WHAT IS BEING ASKED: Please copy out the full listing that follows exactly; no picture belongs in the copy.
=== Begin Enclosure ===
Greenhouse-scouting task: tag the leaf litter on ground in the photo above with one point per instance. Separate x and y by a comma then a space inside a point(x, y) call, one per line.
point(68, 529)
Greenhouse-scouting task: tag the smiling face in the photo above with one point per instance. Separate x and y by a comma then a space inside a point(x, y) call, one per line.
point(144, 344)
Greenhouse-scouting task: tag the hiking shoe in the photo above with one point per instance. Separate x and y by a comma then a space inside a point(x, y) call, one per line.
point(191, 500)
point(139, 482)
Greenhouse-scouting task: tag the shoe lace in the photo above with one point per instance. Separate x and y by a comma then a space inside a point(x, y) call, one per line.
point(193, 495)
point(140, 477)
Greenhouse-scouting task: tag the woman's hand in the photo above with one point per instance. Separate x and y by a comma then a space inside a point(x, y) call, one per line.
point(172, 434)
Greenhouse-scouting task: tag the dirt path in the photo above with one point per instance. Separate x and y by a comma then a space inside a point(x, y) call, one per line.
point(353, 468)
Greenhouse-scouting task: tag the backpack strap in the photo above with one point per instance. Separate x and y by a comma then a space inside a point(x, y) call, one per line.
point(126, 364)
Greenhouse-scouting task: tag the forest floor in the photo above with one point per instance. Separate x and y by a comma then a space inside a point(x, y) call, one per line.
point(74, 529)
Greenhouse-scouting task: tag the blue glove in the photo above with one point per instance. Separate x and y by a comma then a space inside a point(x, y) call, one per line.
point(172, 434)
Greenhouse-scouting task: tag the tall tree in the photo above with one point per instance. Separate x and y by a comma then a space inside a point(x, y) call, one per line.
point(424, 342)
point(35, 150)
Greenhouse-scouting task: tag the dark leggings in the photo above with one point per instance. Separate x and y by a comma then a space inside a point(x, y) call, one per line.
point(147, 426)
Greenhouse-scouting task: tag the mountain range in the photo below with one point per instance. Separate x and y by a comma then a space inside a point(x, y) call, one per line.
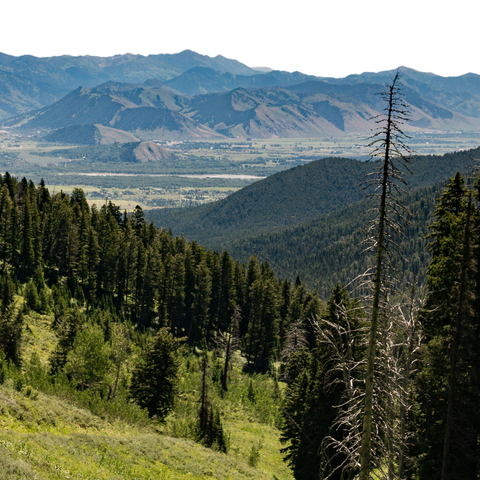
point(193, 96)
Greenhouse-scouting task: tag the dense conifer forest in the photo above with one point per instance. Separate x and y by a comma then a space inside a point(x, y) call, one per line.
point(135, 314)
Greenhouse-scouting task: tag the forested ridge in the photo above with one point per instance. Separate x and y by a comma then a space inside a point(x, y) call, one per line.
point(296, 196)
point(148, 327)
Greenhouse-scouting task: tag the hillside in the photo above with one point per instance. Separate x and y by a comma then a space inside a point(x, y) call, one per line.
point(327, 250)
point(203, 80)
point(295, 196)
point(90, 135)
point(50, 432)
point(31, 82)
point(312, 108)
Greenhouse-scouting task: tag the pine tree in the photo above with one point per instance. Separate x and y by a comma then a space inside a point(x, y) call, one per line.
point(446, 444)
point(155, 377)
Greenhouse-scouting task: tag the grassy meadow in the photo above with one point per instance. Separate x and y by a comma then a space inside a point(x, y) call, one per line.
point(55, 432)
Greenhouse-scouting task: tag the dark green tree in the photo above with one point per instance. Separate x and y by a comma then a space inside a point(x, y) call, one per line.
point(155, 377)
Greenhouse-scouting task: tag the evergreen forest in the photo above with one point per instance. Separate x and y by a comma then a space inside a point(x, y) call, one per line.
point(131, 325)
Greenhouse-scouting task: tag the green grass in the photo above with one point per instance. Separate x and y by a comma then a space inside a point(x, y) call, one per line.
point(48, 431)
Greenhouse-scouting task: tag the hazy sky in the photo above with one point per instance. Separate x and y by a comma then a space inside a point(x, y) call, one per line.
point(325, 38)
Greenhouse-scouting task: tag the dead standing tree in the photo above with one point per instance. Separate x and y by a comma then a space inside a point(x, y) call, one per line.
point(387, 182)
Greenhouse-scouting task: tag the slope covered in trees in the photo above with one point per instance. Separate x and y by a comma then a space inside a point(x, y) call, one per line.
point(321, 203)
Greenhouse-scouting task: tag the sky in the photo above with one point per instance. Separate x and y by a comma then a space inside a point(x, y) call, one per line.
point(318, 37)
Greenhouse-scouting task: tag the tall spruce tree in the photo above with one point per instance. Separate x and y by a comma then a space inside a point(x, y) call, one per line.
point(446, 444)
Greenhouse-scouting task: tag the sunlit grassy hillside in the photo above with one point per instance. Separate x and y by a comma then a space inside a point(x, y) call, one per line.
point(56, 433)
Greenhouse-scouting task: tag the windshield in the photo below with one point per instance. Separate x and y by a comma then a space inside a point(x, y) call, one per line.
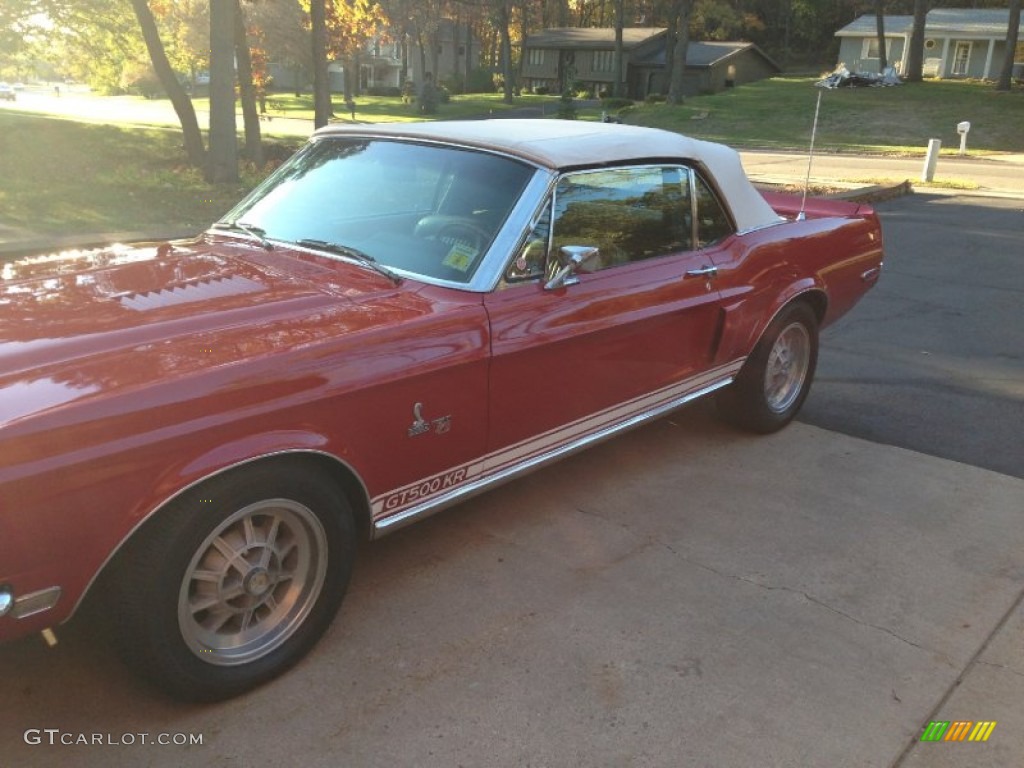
=== End Enclosure ===
SOLUTION:
Greenhouse-scouting task: tag the leaf litter on ground in the photo above with one point per instance. Separate x and y by a comma then a space inside a point(x, y) call, one per line.
point(68, 529)
Greenhouse-scouting task: tag the smiling face in the photo above with one point per instance. Separate x and y by a comma then a space inside a point(x, y) call, one per line.
point(144, 344)
Greenhouse-scouting task: tag the hiking shoe in the photo above with one point per instance. Separate x and y by a comma then a space inside a point(x, y) call, one per line.
point(191, 500)
point(139, 482)
Greenhouse-scouting task: tag the shoe lace in the photo above with one point per instance. Separate x and y by a comma then a space inside a point(x, y) call, one per line.
point(193, 495)
point(140, 477)
Greenhouse-scouting task: tag the woman's hand in the photo above with one point per instance. Separate x and y by a comma then a space inside a point(x, y) call, one per line.
point(172, 434)
Greenhouse-scouting task: tag the dirt path in the photo above with one point per instance. Separate x and y by a comma then a space inside a point(x, y) call, one per line.
point(353, 468)
Greenhouse-scouting task: tag the backpack strap in the photo above with one point per instance. Separate x and y by a comma then a space inside a point(x, y) call, one per line.
point(126, 364)
Greenhouse-scouting task: tag the forest floor in the photo above with one point per instance. Separate x and y by a comma then a space inside a point(x, y) call, one per line.
point(74, 529)
Greenhouse-scouting task: tag the blue glove in the photo above with one point per instance. Separate x and y by a comma then a space inside a point(x, y) call, one per line.
point(172, 434)
Greenhouse-scouting task: tag the tall tree in the photo above with one point per instance. Separate x and y by a comma then a space inside a point(x, y) call, one per line.
point(424, 342)
point(35, 150)
Greenhouse-scouting task: tag the dark leggings in the photo above with one point per instance. Separate x and y by a comma then a space inside a point(x, y) call, one per line.
point(147, 426)
Greenhouse-scouting task: tag the mountain range in the photo below with one point per instance. Separate x and y by a comma then a space inside a point(x, y) call, one per line.
point(193, 96)
Greenhouse-scouting task: tag the dense conifer forest in the photo above with one point per instance. Separate x and y by a comma then a space inside a point(x, y) call, one per line.
point(135, 314)
Greenhouse-scouting task: tag the forested ridge in the photo above with one point per instance. Separate x and y by a comma then a space inside a point(x, y) call, one per line.
point(296, 196)
point(148, 327)
Greenhouse-scouting task: tag the hillside in the photo above with one point per instance. Separate x and y by a comma then a space inside a point(x, y) call, one per line.
point(327, 250)
point(203, 80)
point(295, 196)
point(90, 135)
point(50, 432)
point(31, 82)
point(312, 108)
Greenhouse-scouting task: tag the pine tree in the photo above with one point per instance. Separate x and y by a comma then a space inside a point(x, y) call, one per line.
point(446, 444)
point(155, 377)
Greenhouse-scouting task: tag the grassy meadow in the photo above with one point per instance. Separate x and y by a comma then a space inside a point(x, y) call, one per line.
point(55, 432)
Greenhouse-scouting task: tag the dark green tree in the photo above with one point per instance. Separate x and y by a comma then a space inside a point(x, y) call, one per line.
point(155, 377)
Greenhouse-scouting task: tag the evergreen forest in the photo above with one point per instance. Separate x and y by a comma then a space inside a point(x, y) call, one per line.
point(131, 325)
Greenhouse-scouting task: tag the green grass in the photo above with one point per instance. Separate x and y by a comma then a space inside a point(x, y) call, one per line.
point(48, 431)
Greenhouse-scouting task: tag the hazy sky in the photo above with one point per instance. Separate x and y by a comma then a space inside a point(x, y) call, one per line.
point(325, 38)
Greenhouse-scouting task: tag the dead standing tree in the photo above with one point per instance. Separate x and y by a comma then a space inside a point(x, y) call, one per line.
point(387, 182)
Greenhouse-scouting task: tag the slope covered in trees in the photo above with one point per instance. Separate x and y by a comma then a space inside a point(x, y) call, one per line.
point(321, 203)
Greenhouse-scouting task: tag the sky in the photo above with one point per instance. Separate x and y by a comma then a space inside a point(x, y) call, one per line.
point(318, 37)
Greenhouse-scouting task: tag the tall spruce tree in the photo above with one point per instance. Separate x and y by a comma then a space inside a point(x, y) call, one per line.
point(446, 444)
Greenhouse-scouting task: tag the sunlit grassy hillside in the photo above with one point per instance. Separate x and y by a comma then a space inside a point(x, y) call, one per line.
point(56, 433)
Greenhouse-scouting task: tag the windshield in the photo below with one point per instance. Separate x and y by a comma then a space inside a point(x, y) call, one per line.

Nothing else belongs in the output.